Material for this task -
┄┄┄┄┄┄
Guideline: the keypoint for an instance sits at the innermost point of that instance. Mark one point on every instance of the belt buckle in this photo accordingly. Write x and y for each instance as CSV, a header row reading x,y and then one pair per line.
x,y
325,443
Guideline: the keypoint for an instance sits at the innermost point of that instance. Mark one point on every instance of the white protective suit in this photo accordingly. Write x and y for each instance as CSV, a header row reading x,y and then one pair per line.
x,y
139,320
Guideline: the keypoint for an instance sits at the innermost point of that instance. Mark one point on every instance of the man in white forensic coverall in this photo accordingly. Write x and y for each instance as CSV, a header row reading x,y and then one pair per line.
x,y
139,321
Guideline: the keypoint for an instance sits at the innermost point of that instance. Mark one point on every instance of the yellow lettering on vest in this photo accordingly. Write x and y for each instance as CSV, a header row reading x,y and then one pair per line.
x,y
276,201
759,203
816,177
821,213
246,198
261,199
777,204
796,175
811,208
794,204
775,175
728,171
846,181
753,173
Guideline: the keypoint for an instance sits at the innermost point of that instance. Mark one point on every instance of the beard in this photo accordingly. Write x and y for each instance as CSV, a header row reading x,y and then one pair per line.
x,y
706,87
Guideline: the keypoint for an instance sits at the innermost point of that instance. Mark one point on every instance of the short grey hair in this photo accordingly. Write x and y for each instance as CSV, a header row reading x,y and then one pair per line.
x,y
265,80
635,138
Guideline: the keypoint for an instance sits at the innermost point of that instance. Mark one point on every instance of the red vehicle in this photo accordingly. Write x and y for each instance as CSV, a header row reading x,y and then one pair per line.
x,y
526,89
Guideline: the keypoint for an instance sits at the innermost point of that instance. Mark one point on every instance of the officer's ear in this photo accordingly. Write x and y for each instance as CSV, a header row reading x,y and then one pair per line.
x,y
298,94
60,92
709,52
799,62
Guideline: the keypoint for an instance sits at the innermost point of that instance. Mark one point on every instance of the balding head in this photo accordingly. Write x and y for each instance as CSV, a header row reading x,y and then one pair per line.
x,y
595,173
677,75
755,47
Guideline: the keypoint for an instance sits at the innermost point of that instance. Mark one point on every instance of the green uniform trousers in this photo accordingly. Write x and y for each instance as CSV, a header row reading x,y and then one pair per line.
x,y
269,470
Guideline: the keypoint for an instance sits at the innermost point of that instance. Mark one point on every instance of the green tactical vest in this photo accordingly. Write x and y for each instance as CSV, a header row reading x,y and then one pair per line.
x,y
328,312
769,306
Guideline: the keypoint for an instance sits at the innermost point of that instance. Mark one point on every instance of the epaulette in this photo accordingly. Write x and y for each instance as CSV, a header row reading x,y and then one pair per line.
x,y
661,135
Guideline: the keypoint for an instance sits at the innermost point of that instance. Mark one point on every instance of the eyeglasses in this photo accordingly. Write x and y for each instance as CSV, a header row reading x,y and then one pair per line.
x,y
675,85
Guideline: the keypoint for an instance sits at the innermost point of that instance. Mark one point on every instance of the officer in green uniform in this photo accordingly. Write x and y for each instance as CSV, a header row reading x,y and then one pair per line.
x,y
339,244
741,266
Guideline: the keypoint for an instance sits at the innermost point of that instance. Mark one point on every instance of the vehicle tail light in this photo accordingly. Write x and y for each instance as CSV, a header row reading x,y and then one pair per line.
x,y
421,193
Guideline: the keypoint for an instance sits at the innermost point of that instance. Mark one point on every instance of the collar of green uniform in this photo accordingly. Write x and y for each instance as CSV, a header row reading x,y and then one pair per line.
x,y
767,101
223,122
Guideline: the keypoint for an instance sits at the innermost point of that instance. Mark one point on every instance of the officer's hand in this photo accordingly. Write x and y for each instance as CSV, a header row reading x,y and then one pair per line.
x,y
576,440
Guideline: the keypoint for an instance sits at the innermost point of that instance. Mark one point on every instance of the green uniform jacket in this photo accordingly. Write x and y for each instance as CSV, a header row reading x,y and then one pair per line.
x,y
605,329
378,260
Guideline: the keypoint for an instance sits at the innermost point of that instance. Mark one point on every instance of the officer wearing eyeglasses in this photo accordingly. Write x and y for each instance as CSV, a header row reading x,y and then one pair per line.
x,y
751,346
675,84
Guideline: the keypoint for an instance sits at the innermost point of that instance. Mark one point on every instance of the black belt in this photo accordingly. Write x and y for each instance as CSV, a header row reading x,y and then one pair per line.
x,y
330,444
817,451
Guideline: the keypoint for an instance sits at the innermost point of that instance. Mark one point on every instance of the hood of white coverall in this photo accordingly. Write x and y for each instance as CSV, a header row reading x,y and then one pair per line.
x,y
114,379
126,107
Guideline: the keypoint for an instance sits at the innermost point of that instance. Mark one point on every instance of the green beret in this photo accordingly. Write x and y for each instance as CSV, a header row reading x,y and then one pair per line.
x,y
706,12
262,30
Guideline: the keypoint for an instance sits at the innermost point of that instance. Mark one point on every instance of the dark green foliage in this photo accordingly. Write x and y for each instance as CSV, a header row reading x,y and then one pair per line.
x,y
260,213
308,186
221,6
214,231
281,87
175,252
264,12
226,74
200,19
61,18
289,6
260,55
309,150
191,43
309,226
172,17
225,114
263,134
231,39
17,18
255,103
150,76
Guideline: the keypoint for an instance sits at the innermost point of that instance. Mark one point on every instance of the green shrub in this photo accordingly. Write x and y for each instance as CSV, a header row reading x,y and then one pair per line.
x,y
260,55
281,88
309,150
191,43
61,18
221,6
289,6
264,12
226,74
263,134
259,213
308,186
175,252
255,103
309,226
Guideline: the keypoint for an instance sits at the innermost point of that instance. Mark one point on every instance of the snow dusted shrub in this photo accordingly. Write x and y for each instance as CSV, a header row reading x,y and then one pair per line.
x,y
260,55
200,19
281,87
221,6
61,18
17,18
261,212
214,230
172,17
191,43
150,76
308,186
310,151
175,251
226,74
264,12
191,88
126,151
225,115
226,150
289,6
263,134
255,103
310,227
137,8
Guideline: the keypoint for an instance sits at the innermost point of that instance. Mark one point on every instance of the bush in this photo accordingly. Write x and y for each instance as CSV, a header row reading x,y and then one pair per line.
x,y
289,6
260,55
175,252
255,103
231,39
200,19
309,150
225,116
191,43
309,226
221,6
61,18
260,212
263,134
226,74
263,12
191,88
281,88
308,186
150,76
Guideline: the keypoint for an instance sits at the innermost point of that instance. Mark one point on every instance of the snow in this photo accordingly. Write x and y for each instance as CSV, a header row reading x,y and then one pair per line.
┄┄┄┄┄┄
Instructions to follow - Write the complete data out, exactly as above.

Result for this exercise -
Guideline: the keypoint for an instance sits at the innermost point of that instance. Mark one point on every instance of the belt buckle in this photo accordingly. Write x and y for each instance as CSV, a header row reading x,y and then one pair per line.
x,y
325,443
Guideline: the keypoint for an instance sits at the innermost point of that instance. Mark one point on every instance of the white protective suit in this photo accordingly. Write x and y for each instance as CSV, a header row reading x,y and then one pair per line.
x,y
139,320
Guideline: the keypoint for an instance sits at the innermost point of that instance. Mark one point on every instance of the man in white forensic coverall in this photo accordingly. Write x and y for each instance as CSV, a header row reading x,y and then one pair per line.
x,y
139,321
Guideline: the keypoint for an instance sits at the innermost point of that instance. Mark one point on every instance of the yellow lettering on vest in this photo accordingly. Write x and y for each instance as CSV, a header row reading x,y and then one pair per line.
x,y
276,201
759,203
816,177
821,213
246,198
261,199
777,204
796,175
811,208
794,204
775,175
728,171
846,181
753,173
Guideline: the keypoint for an instance sits at the innermost point of that instance. Mark one point on every instance of the beard in this photo accordingly. Write x and y for each instance as CSV, a header row reading x,y and then one pair per line.
x,y
706,87
Guideline: the keypoint for an instance sits at the innermost point of that instance. Mark one point on every instance of the short grey hair in this photo accordingly. Write x and y for each instance as CSV, a header row reading x,y and then one pair per line.
x,y
265,80
635,138
Guideline: the keypoint for an instance sits at the innermost point of that instance. Mark one point on every instance of the red vehicle in this photo accordingly. Write x and y for each instance as CSV, a header row reading x,y and then one pair per line.
x,y
526,89
Guideline: the keypoint for an instance sits at the innermost point of that instance. Mark one point on every instance of the officer's ear in this photo accordingly. Write x and y for each instance as CSV, a header row reading x,y and then one pair per line.
x,y
298,94
60,92
709,52
799,62
Guideline: the keypoint for an instance sits at the innermost point of that instance. Mark one point on every instance of the balding head in this photo accordingly. Write x and y for each instance as CSV, a header row reading x,y and then one pair per line.
x,y
595,173
677,75
755,47
Guideline: the keypoint for an instance sits at the innermost point of that instance. Mark one point on every instance of the green uniform trousers in this photo accordingly. Write x and y for each instance as CSV, a header row reading x,y and then one pair per line.
x,y
269,470
Guideline: the keypoint for an instance sits at the innermost point of that instance. Mark one point on every instance of the green tactical vest in this photo accordingly. Write x and y for each instance as CSV, a header row reading x,y and then one pair per line.
x,y
328,312
769,306
Guideline: the keypoint for an instance sits at the innermost point of that instance. Mark one point on every instance of the epaulette in this photo accordingly. Write x and y for each instance as CSV, a header row reading x,y and then one pair per line.
x,y
661,135
Guideline: the keypoint for an instance sits at the innermost point of that instance. Mark one point on every instance of the eyeglasses in this photo accordingly. Write x and y for each instance as CSV, a header row reading x,y and then one pair per line.
x,y
675,85
Guideline: the keypoint for an instance sits at the innermost point of that instance. Mark one point on every instance of the officer in green uniform in this photo accordingly. Write x and y for each instance as CSV, a header row reading x,y and then one pair per line.
x,y
339,244
741,266
Guideline: the keypoint for an instance sits at the innermost point of that instance. Mark one point on every instance of the vehicle tail light in this photo accordingly. Write x and y for each instance as CSV, a header row reading x,y and then one pair per line.
x,y
421,193
Guideline: the keypoint for an instance sits at the innermost point of that instance. Mark one point on every instance of the collar of green uniform in this photo accordingly. Write x and y for each instance as CSV, a header row reading x,y and then one pair per line.
x,y
767,101
223,122
Guideline: the keypoint for an instance sits at the innermost point of that instance. Mark one point on every instance of the officer's hand in this photo accordingly. Write x and y for each instance as CSV, a header row reading x,y and then one pair per line.
x,y
576,440
Guideline: the keypoint for an instance sits at the innermost point of that instance. Mark one point on every instance of the green uniform jacket in this photo accordingly. Write x and y for each instance as CSV, a header row reading x,y and then one pair per line.
x,y
605,329
378,260
Guideline: the keypoint for an instance sits at the innermost point of that instance. Mark one point on every instance of the officer wearing eyeglasses in this photo accordingly. Write x and y for each instance as CSV, a header row reading x,y and then one pair per line.
x,y
751,346
675,84
Guideline: the keypoint for an instance sits at the innermost point of that instance. Mark one point on every instance of the black belt in this photo accordingly. Write x and y for each instance as CSV, a header row reading x,y and then one pair per line.
x,y
330,444
817,451
Guideline: the keypoint for an instance sits at the innermost point of that instance. Mark one point on every instance of the hood of white coverall in this photo accordingly. Write x and y for each instance as CSV, a header row reading x,y and then one pair per line.
x,y
114,379
126,107
Guideline: the keypoint for an instance sits at the innermost point of that instance. Mark one point on every instance of the green beret in this photo accordingly. Write x and y for each instance as CSV, a header row reading x,y and then one pair per line.
x,y
706,12
262,30
Guideline: the keypoint for an instance sits at the innermost point of that instance. Mark one point on every instance of the dark green foliage in this photo accordingly. Write x and y for each instance as CSV, a header row reading x,y and then one pair per line.
x,y
260,213
308,186
221,6
214,231
281,87
175,252
264,12
226,74
200,19
61,18
289,6
260,55
309,150
191,43
309,226
172,17
225,114
263,134
231,39
17,18
255,103
150,76
Guideline: the keypoint for an instance sits at the innermost point of that instance. Mark one point on every instance of the green shrub in this photo accordingly. Write x and y for each instance as CSV, a header row reading x,y and then one pair per line.
x,y
260,55
281,88
309,150
191,43
61,18
221,6
289,6
264,12
226,74
263,134
259,213
308,186
175,252
255,103
309,226
Guideline: the keypoint for an instance sits at the innermost point of that instance. Mark one point on every instance of the snow dusted shrub in this photo accordingly. Write x and y for each instance as CSV, a header row reading x,y and then one pair per line.
x,y
260,55
200,19
281,87
221,6
61,18
17,18
261,212
214,230
172,17
191,43
150,76
308,186
310,151
175,251
226,74
264,12
191,88
126,151
225,115
226,150
289,6
263,134
255,103
310,227
137,8
Guideline: the keypoint for an instance sits at the innermost point of that instance. Mark one point on every instance of the bush in this photo accordingly. Write x and y for each instance as CSV, a header row reading x,y and then one pair per line.
x,y
289,6
260,55
175,252
255,103
231,39
200,19
309,150
225,116
191,43
309,226
221,6
61,18
260,212
263,134
226,74
263,12
191,88
281,88
308,186
150,76
Guideline: the keypoint for an instance sits at the innermost point of that instance. Mark one point on every instance of the snow in this photo accordingly. Write x and y for each instance as CSV, a header row reading x,y and then one pair per line.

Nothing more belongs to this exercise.